▸ **SOURCE PASSAGE**:
* start *

It was not so long ago that Jews and Catholics had to overcome stereotypes and build bridges to those who viewed them with suspicion and less than fully American.

By asserting once again that opposition to this plan goes right to the heart of America’s constitutional principles of religious freedom, Bloomberg has injected some much-needed context into the debate. The comparison between the American Muslim community and other religious minorities is key, reminding people in the midst of the outrage that this kind of extreme religious discrimination is, unfortunately, nothing new, but Americans have overcome it before, and can and should again.

Unfortunately, the controversy has now been further incorporated into New York’s political wrangling, as the state assembly leader Sheldon Silver asserted his opposition to the plan, even though the building already has city approval. Silver, a powerful figure in New York’s Democratic elite, said that while he recognised that the constitutional right to religious freedom applied here, he felt at the developers should seek a compromise site to show that they are “sensitive to the issues”.

* end *

▸ **THINGS TO DO**:
[1] Reproduce the passage on the religious freedom debate from "It was not so" to "and should again.".
[2] In the passage on the religious freedom debate, who is named as the New York state assembly leader?
[3] Extend the passage on the religious freedom debate, picking up after its final sentence.

▸ **PROVIDED DATA**:

* start *

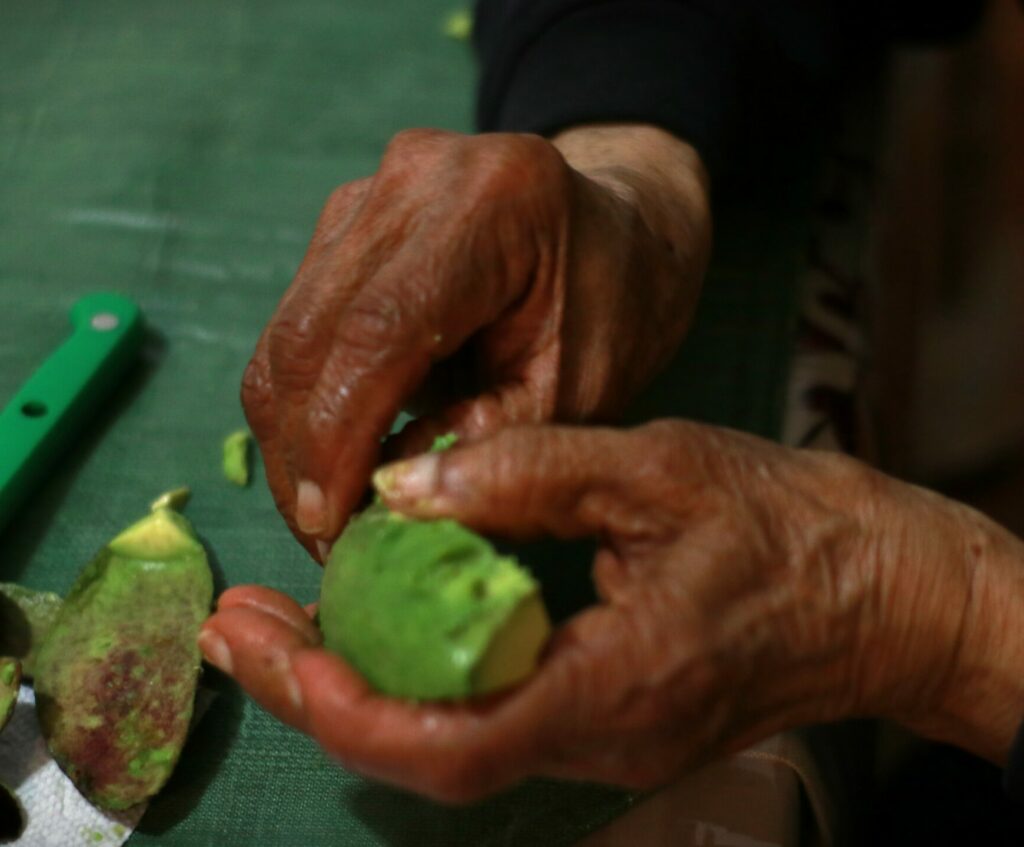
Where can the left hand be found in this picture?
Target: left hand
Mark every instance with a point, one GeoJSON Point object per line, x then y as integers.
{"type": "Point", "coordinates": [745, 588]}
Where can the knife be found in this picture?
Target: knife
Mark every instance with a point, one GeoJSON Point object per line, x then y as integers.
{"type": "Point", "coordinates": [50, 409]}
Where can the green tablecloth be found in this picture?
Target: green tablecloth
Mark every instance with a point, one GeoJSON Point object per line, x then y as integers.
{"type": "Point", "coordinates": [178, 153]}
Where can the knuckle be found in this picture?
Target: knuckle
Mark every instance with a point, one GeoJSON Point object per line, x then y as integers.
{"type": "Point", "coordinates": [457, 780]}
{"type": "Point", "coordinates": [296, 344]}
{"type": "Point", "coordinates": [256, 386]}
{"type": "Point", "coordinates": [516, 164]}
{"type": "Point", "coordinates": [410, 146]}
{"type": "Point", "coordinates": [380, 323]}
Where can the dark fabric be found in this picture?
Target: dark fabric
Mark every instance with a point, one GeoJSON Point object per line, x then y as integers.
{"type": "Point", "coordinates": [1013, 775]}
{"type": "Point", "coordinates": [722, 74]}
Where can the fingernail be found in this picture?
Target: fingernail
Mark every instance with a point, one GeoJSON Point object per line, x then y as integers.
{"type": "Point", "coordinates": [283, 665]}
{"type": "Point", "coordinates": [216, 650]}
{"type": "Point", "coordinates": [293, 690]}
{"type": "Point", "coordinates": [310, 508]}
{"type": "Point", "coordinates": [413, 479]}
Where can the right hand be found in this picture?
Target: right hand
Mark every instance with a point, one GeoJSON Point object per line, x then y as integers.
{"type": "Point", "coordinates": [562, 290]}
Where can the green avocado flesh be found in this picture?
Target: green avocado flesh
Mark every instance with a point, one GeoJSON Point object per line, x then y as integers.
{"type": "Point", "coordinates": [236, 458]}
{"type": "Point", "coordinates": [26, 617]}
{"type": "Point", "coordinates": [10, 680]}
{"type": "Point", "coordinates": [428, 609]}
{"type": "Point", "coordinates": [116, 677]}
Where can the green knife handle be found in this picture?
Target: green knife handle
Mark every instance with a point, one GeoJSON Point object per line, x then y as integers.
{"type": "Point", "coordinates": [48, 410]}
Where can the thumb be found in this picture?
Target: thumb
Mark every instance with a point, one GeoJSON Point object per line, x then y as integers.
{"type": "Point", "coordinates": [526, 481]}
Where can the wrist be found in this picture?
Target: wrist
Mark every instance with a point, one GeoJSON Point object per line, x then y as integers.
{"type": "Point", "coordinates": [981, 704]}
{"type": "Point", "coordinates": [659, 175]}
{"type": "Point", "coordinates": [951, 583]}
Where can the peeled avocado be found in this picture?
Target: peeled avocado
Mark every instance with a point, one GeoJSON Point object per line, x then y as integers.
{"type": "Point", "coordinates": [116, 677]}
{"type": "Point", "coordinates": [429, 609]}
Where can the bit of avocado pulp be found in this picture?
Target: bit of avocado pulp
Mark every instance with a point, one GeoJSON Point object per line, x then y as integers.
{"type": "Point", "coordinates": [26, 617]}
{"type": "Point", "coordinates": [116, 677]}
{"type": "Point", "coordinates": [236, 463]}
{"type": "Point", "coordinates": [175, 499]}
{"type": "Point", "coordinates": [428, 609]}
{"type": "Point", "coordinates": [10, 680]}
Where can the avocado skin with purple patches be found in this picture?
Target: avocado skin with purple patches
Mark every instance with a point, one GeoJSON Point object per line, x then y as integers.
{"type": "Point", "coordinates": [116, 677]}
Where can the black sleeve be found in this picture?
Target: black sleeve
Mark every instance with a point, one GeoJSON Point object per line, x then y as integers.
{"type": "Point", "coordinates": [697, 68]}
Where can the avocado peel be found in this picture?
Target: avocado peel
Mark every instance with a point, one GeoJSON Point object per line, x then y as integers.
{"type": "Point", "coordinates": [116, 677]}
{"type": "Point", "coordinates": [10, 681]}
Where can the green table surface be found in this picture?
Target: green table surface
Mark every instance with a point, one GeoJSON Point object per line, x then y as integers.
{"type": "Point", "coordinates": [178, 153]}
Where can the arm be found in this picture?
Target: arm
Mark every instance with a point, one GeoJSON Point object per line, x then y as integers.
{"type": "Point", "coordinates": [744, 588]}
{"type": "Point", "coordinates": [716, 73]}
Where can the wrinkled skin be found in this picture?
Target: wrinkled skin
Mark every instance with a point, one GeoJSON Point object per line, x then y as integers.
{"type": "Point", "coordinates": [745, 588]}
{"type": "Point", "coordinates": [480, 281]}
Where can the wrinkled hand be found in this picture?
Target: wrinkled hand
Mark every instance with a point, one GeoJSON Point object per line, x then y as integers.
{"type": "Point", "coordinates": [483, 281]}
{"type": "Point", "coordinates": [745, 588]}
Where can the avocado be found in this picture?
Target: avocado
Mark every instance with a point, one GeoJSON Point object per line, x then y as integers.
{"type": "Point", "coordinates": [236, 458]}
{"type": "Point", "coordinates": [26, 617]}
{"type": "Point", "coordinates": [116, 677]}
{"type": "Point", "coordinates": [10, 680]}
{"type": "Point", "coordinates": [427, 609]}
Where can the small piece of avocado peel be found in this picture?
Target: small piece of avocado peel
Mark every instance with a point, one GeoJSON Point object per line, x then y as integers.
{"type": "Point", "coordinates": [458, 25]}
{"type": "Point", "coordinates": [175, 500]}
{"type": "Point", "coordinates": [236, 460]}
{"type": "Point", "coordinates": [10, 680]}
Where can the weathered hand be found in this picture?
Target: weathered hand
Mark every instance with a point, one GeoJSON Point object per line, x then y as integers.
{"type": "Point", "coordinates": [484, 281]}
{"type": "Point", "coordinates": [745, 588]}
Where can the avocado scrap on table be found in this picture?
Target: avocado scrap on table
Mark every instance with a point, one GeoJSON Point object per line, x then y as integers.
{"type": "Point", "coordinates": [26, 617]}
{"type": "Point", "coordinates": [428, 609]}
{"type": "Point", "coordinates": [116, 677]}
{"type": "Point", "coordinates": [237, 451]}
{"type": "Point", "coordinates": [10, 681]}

* end *
* start *

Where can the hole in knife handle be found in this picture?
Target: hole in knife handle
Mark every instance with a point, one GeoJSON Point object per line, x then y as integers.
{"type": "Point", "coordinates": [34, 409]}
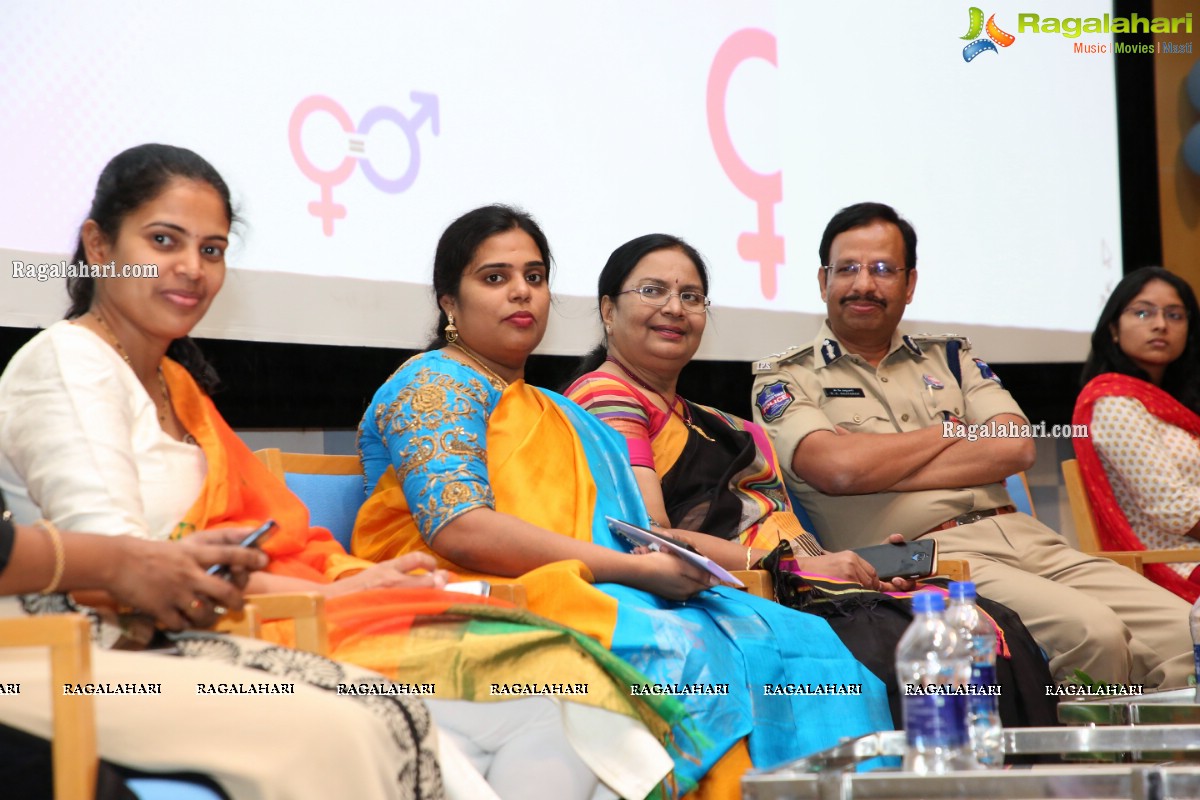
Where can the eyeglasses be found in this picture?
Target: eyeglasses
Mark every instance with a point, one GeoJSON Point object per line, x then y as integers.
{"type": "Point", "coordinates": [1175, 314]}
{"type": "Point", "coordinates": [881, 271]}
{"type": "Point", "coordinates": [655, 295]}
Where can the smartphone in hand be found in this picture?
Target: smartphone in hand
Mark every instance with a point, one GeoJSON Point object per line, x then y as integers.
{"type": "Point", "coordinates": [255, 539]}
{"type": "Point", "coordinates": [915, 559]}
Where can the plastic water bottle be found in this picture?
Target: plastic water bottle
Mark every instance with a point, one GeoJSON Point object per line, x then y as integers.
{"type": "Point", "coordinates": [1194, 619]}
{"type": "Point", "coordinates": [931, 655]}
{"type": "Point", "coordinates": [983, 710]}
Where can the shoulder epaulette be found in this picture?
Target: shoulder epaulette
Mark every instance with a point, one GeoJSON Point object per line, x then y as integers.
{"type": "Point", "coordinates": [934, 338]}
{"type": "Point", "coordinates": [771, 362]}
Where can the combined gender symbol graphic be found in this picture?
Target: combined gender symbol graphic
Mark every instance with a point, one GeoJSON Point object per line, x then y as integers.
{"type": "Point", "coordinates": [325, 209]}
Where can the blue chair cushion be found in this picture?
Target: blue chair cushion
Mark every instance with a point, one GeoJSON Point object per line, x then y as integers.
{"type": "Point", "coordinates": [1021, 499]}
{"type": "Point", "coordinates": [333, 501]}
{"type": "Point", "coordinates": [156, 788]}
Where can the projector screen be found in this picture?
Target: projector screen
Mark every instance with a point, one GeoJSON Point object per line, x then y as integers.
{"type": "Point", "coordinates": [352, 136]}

* end *
* start *

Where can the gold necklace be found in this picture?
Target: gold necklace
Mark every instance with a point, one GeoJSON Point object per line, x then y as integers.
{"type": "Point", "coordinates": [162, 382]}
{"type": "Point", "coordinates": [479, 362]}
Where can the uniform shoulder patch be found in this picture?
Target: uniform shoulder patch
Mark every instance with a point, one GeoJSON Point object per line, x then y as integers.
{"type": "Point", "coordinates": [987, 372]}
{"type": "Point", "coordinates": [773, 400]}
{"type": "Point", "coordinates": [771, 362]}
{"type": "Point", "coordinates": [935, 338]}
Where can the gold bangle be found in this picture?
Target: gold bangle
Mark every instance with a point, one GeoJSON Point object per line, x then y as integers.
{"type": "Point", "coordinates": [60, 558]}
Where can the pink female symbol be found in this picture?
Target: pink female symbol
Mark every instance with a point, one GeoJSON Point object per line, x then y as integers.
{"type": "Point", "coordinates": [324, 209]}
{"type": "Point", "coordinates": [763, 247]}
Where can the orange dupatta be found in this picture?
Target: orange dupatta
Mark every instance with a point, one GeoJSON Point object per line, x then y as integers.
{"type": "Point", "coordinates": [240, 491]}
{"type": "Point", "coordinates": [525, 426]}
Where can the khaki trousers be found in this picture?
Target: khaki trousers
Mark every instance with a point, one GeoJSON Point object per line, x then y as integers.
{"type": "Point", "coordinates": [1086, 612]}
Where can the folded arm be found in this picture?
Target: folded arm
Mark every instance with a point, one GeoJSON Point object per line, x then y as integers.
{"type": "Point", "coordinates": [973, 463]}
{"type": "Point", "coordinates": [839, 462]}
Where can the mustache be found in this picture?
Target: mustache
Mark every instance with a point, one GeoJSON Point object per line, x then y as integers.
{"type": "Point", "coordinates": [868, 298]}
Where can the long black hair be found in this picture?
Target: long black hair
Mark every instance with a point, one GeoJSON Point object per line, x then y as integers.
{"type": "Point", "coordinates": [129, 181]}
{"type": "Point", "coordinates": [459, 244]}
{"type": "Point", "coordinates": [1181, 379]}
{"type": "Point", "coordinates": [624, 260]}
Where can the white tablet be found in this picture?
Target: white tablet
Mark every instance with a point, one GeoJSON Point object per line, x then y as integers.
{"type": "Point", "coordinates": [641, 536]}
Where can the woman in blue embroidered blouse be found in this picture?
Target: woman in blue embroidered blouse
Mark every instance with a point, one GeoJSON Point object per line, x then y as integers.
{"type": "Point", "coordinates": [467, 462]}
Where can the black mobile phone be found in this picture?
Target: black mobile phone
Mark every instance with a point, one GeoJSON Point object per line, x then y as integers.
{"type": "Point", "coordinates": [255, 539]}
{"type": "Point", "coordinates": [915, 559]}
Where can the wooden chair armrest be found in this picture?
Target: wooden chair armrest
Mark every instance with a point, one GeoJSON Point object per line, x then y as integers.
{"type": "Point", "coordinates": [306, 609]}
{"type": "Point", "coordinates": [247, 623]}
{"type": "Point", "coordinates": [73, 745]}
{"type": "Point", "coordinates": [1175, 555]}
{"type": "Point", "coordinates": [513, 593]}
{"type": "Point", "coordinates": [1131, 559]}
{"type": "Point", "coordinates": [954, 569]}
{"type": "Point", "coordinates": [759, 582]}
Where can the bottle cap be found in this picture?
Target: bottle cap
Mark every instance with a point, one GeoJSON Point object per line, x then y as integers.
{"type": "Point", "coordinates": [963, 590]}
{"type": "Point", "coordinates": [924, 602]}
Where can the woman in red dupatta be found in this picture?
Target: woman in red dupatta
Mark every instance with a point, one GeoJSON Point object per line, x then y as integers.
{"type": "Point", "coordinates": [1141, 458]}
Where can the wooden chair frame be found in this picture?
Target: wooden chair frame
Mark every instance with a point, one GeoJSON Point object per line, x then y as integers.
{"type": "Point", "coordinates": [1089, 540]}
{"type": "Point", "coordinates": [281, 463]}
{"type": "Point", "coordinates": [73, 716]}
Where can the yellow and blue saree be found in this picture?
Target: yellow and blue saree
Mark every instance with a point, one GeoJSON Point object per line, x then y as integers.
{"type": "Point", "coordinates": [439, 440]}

* end *

▸ **EXERCISE ANSWERS**:
[1]
It was not so long ago that Jews and Catholics had to overcome stereotypes and build bridges to those who viewed them with suspicion and less than fully American.

By asserting once again that opposition to this plan goes right to the heart of America’s constitutional principles of religious freedom, Bloomberg has injected some much-needed context into the debate. The comparison between the American Muslim community and other religious minorities is key, reminding people in the midst of the outrage that this kind of extreme religious discrimination is, unfortunately, nothing new, but Americans have overcome it before, and can and should again.

[2] Sheldon Silver

[3]
Silver’s comments about sensitivity come as the US state department has issued a warning to journalists to be “cautious” about how they report the controversy. At a press conference, a spokesman for the department, P J Crowley, warned of the dangers of taking statements out of context, referring no doubt to the hysteria raging in the US conservative blogosphere over a supposed comment made in 2005 by Imam Feisal Abdul Rauf, the project’s instigator, suggesting that the US was responsible for more Muslim deaths than al-Qaeda is for murders of non-Muslims.